Written tasks:
**1)** Say whether each statement agrees with the Halo discussion: (a) A poster names Mass Effect 1 as an example of plot tension done right. (b) A poster holds that story matters more than gameplay in a Halo game. (c) According to a poster, 343 was surprised by how many people played Spartan Ops solo. Answer each with yes or no, and quote the words of the text that decide it.
**2)** Resume the Halo discussion from where it stops.

Supplied text:

You couldn't write a page down worth of story points from Halo 2? Huh?
Halo 3's greatest sin was it's failure in plot-tension. There was some end-of-the-world shit going on, yet Bungie somehow did a terrible job of selling me on it. At no point did I feel like there was a massive war going on. And at no point did I feel like if I failed as Master Chief, the world was doomed. Perfect example of this tension done right? Mass Effect 1. Mass Effect had an on-the-edge-of-your-seat ending. It gave the feeling "If I fail, the world is fucked." What's even more impressive is they built up to this amazing climax in just one game. Halo 3 had 2 previous entries that paved the way. The door was there and all Halo 3 had to do was walk through.
Because there really wasn't much of a war going on by that point. Most of the human fleet was in shambles, and if Halo 3's epic battles doesn't give you the feeling of a massive war, then I don't know what will (Mass Effect, I guess).

Besides, I'd rather Halo 3 have a terrible story than terrible gameplay. Because in the end, the latter is what matters in a Halo game.
 
The folks at 343 are passionate people who clearly care about Halo. But I think they've taken it down the wrong path, and I didn't see any signs they recognized that. Bummer.

I agree with most of what you said. The talk felt a little out of touch, he went over a lot of what people would consider the failures of the game while not acknowledging them as such.
 
Ghal with cold truth.

The only surprise in the talk was that 343 was surprised by how many people solo'd spartan ops. How many people solo'd previous campaigns? How many chose to solo firefight? Was this really unexpected?
I guess they still don't realize it's unplayable over the actual Internet most of the time, especially across the Atlantic.
 
You couldn't write a page down worth of story points from Halo 2? Huh?

Because there really wasn't much of a war going on by that point. Most of the human fleet was in shambles, and if Halo 3's epic battles doesn't give you the feeling of a massive war, then I don't know what will (Mass Effect, I guess).

Besides, I'd rather have Halo 3 have a terrible story than terrible gameplay. Because it in the end, the latter is what matters in a Halo game.

If plot tension and character narratives are your biggest focus when playing a video game then you're probably wasting your time.

Raw data:
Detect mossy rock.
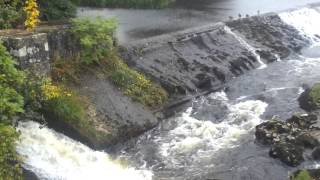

Expected results:
**1)**
(a) Yes: "Perfect example of this tension done right? Mass Effect 1."
(b) No: "I'd rather Halo 3 have a terrible story than terrible gameplay. Because in the end, the latter is what matters in a Halo game."
(c) Yes: "343 was surprised by how many people solo'd spartan ops."

**2)**
 
I've no idea what they were thinking with the new enemy types lol. If they don't introduce several new races in Halo 5 then the series is in trouble IMO.
 
I've no idea what they were thinking with the new enemy types lol. If they don't introduce several new races in Halo 5 then the series is in trouble IMO.

In halo 4 they introduced so many bullshit stuff its hard to clean up without press shitting on it.

Either reboot the series with 5 and clean ship remove all the random bits go back to basics.
They could say something like "Yeah the didact reprogrammed the promethean stuff to keep it out of human hands and all that gear doesn't work anymore"

Or go along this path and let the ip die in a miserable state where halo was once a unique ip it is now cod skin.

You couldn't write a page down worth of story points from Halo 2? Huh?

Because there really wasn't much of a war going on by that point. Most of the human fleet was in shambles, and if Halo 3's epic battles doesn't give you the feeling of a massive war, then I don't know what will (Mass Effect, I guess).

Besides, I'd rather Halo 3 have a terrible story than terrible gameplay. Because in the end, the latter is what matters in a Halo game.

Two fucking scarabs in halo 3 a lot of heli(forgot the name) now how isn't that awesome.
 
Is there any takeaway from this that would suggest they'll put something like Team Throwdown in Halo 5 from day one? Loadouts were honestly the biggest reason I didn't get Halo 4.
 
I wish I could add on to this with the experiences I had as a CC, but I'd probably get in trouble. Good post.

And as someone who submitted maps to the CCs, I can say that the process after the CCs take it is far too illusive. And in the end the map either makes it in or it doesn't without any feedback from 343i whatsoever.
 
But something Josh said struck me as a bit odd. I'm one of those guys that played Spartan Ops solo. Josh said they were surprised at how many people played it that way, and that they had balanced it for 2-4 players.
I think the biggest mistake of Spartan Ops was to apply the Firefight co-op principles of "the more, the merrier" to the mode's far more linear, campaign-like structure where most people play it solo. Why no one, out of all the people and testers that worked on this game, didn't catch this is beyond me. Maybe they had to change what it was too late and didn't have the time or resources to mitigate the problem, but at the very least they could have gone the extra mile to ensure that the netcode wasn't complete and utter dogshit.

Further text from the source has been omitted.